▶ [INFORMATION]:

== == ==

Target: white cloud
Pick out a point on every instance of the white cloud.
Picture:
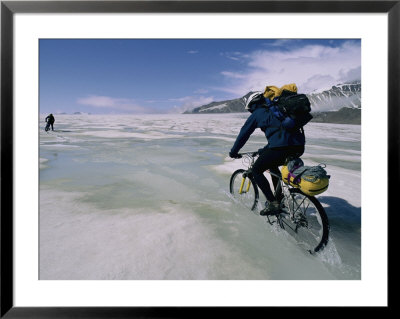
(119, 104)
(310, 67)
(190, 102)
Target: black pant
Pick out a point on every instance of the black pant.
(272, 158)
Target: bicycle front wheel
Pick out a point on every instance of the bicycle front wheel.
(308, 221)
(244, 189)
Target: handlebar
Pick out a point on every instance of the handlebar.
(250, 154)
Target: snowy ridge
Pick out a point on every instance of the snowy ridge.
(345, 95)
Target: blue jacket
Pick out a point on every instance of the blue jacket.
(276, 135)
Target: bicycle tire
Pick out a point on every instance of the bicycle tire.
(312, 227)
(248, 198)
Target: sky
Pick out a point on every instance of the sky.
(135, 76)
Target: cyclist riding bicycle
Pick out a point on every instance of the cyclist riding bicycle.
(282, 143)
(50, 122)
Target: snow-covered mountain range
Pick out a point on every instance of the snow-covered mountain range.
(347, 95)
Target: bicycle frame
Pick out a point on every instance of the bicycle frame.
(249, 160)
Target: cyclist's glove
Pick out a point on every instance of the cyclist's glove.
(234, 155)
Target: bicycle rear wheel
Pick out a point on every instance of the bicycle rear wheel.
(308, 222)
(244, 189)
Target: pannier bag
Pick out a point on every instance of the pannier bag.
(311, 180)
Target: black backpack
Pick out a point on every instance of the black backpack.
(296, 106)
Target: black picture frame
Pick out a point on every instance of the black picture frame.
(9, 8)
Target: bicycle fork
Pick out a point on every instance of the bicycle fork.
(244, 176)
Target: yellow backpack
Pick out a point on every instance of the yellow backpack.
(311, 180)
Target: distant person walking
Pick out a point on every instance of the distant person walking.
(50, 121)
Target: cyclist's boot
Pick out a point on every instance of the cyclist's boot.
(271, 208)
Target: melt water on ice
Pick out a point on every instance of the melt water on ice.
(147, 197)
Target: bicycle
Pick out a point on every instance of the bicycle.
(300, 215)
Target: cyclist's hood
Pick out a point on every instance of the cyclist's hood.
(253, 101)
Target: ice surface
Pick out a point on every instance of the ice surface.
(147, 197)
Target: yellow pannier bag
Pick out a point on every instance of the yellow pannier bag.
(310, 180)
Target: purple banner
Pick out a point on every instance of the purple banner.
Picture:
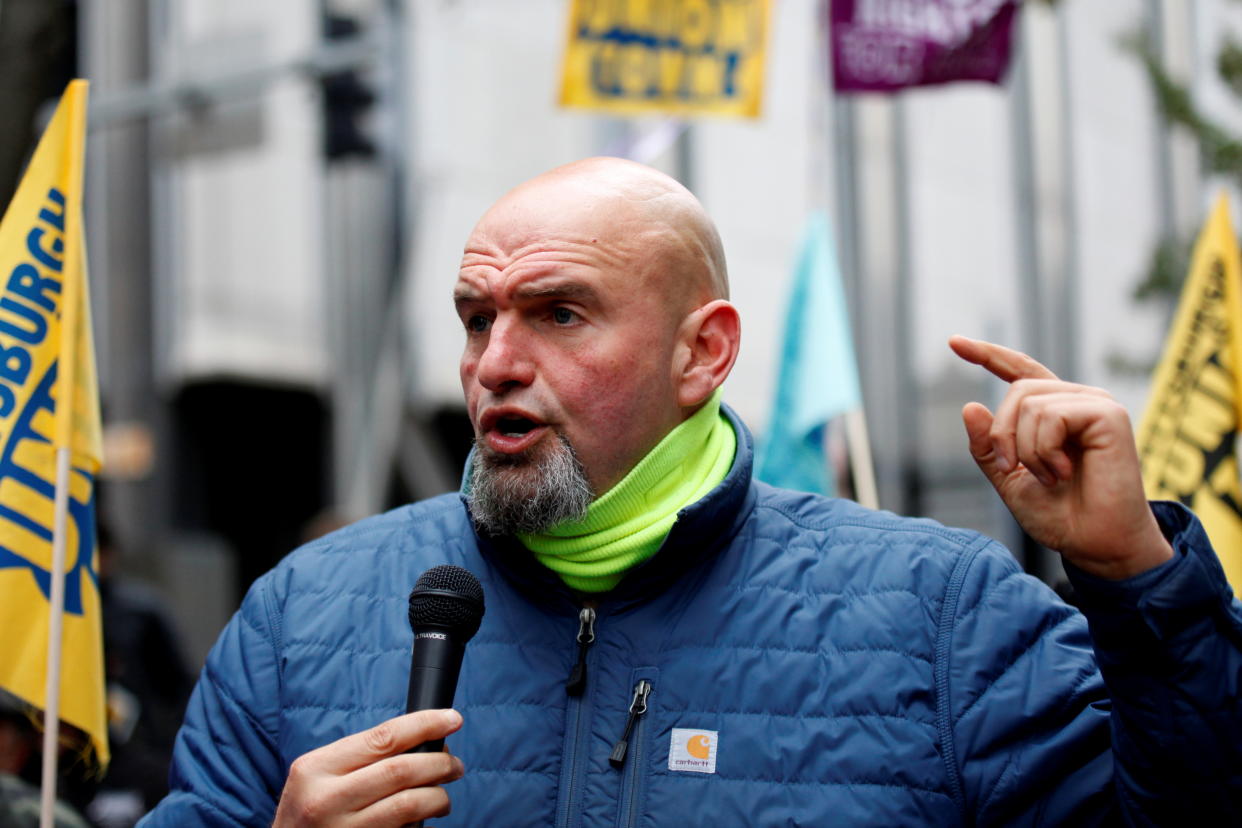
(887, 45)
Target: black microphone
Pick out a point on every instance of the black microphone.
(446, 608)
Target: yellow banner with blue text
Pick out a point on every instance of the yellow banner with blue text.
(1187, 433)
(49, 399)
(683, 57)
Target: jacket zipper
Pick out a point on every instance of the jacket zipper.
(630, 750)
(637, 706)
(576, 680)
(576, 716)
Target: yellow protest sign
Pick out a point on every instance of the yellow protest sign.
(666, 56)
(1186, 437)
(49, 400)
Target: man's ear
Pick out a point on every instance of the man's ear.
(708, 342)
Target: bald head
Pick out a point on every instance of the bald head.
(594, 304)
(641, 214)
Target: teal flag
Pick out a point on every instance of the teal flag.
(819, 378)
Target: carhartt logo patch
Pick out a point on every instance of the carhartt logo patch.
(692, 750)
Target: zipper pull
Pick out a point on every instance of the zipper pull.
(637, 706)
(576, 682)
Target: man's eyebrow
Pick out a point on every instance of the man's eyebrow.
(463, 296)
(557, 289)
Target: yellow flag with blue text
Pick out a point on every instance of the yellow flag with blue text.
(1187, 433)
(684, 57)
(49, 399)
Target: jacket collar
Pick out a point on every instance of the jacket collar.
(701, 531)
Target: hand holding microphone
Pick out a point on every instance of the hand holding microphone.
(390, 775)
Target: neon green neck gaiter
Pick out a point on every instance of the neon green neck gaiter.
(627, 524)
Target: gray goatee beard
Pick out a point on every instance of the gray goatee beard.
(530, 492)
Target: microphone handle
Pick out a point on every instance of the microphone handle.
(434, 669)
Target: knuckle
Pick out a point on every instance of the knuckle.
(381, 738)
(395, 775)
(312, 810)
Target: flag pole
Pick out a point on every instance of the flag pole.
(861, 466)
(66, 382)
(55, 641)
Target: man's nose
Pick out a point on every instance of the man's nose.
(506, 361)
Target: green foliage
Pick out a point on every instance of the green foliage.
(1220, 150)
(1166, 271)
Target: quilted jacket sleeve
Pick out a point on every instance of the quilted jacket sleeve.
(226, 769)
(1134, 721)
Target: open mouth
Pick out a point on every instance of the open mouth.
(514, 426)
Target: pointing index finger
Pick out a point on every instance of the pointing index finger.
(1005, 363)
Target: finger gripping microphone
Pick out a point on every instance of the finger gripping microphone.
(446, 608)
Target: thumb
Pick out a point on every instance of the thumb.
(978, 421)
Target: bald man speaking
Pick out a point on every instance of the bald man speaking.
(670, 642)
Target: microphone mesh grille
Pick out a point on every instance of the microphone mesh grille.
(447, 597)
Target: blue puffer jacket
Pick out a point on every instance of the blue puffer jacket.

== == ==

▶ [WHAT IS REQUIRED]:
Wherever the string "white" is found in the entries, copy the line it sits in.

▶ [RESPONSE BELOW]:
Target: white cloud
Pick out a point on every instance of the white cloud.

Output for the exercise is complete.